Lol cette série est l'une des pires qu'il y eu
Les héroïne sont nunuche et insiltante pour les femmes s'intéressant au garçon et shopping
Les histoires sont aussi vide
Les méchants aucune saveurs
La seule série féministe etait kim possible

Aiden R
09/04/2022 à 15:53

Très bonne analyse. À quand un retour sur Martin Mystère, "l'autre" gros dessin animé du même studio qui effectua son crossover avec Totally Spies ? Fun fact, la comédienne qui faisait Diana est aujourd'hui la voix française de Margot Robbie.

Ethan
09/04/2022 à 14:23

@Murata
Je suis pas d'accord, je pense qu'on peut s'identifier à des personnages féminin : j'aimais regarder princesse Sarah, tout comme des filles aiment regarder Sangoku ou Zorro
Maintenant la représentation de la fille belle dans les dessins animés ça a toujours été et c'est pareil chez les garçons : cite moi un personnage disant le contraire. Il n'y avait pas que avant des filles sexy et garçons musclés. Et ça il faut le dire. Même Sangoku n'est pas que représenté avec ses muscles. La nature humaine est juste sensible à la beauté, tu crois pas?

Marvelleux
09/04/2022 à 14:17

Cat's eyes et Totally Spies, c'était le feux.

Joko
09/04/2022 à 13:50

@Nico

Insultant...?

Consignes:
[1] Recopiez le passage des commentaires sur Totally Spies qui commence aux mots « Très bonne analyse. » et s'achève après « c'était le feux. », en remplaçant « Zorro » par « Robin des Bois ».
[2] Prolongez les commentaires sur Totally Spies au-delà de leur dernière phrase.

Entrées d'images sur des zones nommées:

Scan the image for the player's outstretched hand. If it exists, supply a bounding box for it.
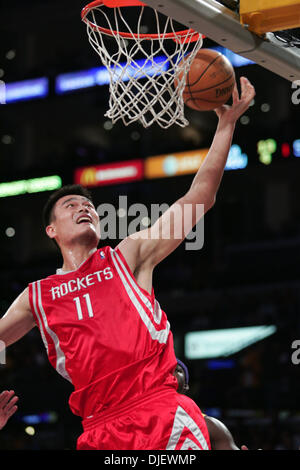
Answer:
[0,390,19,429]
[215,77,255,124]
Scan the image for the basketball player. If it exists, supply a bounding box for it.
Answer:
[0,390,19,429]
[0,78,255,450]
[174,359,248,450]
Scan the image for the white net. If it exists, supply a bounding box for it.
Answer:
[83,4,202,128]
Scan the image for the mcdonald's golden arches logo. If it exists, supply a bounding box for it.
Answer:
[80,167,97,186]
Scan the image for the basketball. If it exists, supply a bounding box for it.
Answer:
[174,49,235,111]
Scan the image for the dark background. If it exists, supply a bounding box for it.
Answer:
[0,0,300,449]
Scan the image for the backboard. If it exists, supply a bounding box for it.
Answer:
[144,0,300,82]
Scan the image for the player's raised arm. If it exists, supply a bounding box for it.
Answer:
[119,77,255,271]
[0,288,35,346]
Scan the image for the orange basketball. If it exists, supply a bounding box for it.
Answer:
[174,49,235,111]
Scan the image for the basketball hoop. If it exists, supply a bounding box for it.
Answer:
[81,0,202,129]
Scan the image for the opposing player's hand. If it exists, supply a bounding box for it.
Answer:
[0,390,19,429]
[215,77,255,124]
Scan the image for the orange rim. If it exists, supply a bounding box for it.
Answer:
[81,0,201,42]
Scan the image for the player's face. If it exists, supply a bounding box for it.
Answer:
[47,195,100,243]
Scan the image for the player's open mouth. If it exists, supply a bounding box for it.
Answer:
[76,215,93,224]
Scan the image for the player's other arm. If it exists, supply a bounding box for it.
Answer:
[119,77,255,272]
[204,416,240,450]
[0,288,35,347]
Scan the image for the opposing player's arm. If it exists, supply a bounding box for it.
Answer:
[204,416,240,450]
[0,288,35,346]
[119,77,255,272]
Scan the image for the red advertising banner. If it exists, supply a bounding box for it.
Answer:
[74,160,144,187]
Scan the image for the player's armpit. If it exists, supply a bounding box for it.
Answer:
[0,288,35,346]
[119,189,214,272]
[205,416,240,450]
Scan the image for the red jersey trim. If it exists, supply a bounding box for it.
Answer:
[111,248,170,343]
[29,281,72,383]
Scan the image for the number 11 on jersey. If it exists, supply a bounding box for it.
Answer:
[73,294,94,320]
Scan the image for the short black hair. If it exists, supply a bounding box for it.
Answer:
[43,184,93,227]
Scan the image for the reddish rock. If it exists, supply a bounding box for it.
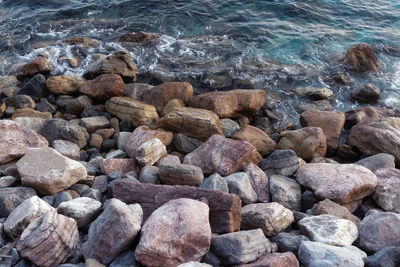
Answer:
[300,110,345,154]
[0,120,49,164]
[113,181,242,233]
[183,135,262,176]
[189,89,267,118]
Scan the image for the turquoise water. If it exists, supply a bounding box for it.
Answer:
[0,0,400,117]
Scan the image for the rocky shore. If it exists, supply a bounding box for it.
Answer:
[0,33,400,267]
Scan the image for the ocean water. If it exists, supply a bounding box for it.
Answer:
[0,0,400,120]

Réponses:
[1]
Très bonne analyse. À quand un retour sur Martin Mystère, "l'autre" gros dessin animé du même studio qui effectua son crossover avec Totally Spies ? Fun fact, la comédienne qui faisait Diana est aujourd'hui la voix française de Margot Robbie.

Ethan
09/04/2022 à 14:23

@Murata
Je suis pas d'accord, je pense qu'on peut s'identifier à des personnages féminin : j'aimais regarder princesse Sarah, tout comme des filles aiment regarder Sangoku ou Robin des Bois
Maintenant la représentation de la fille belle dans les dessins animés ça a toujours été et c'est pareil chez les garçons : cite moi un personnage disant le contraire. Il n'y avait pas que avant des filles sexy et garçons musclés. Et ça il faut le dire. Même Sangoku n'est pas que représenté avec ses muscles. La nature humaine est juste sensible à la beauté, tu crois pas?

Marvelleux
09/04/2022 à 14:17

Cat's eyes et Totally Spies, c'était le feux.

[2]
C'est juste que le jeune public d'aujourd'hui baigne beaucoup plus dans ces questions, que ce soit avec les séries et succès actuels, la pop culture, la mode vestimentaire qui joue sur les genres, le sujet/sketch de "l'éveil" dans la sphère média-politique, les discussions désormais ouvertes sur les sexualités... Ce n'est pas un avis, c'est une réalité. Ca n'en fait pas une génération totalement imperméable, ça ne veut pas dire qu'il faut se sentir offensé ou insulté. Cette conclusion me semble donc très juste et intéressante.

Big law kid
09/04/2022 à 13:41

@T.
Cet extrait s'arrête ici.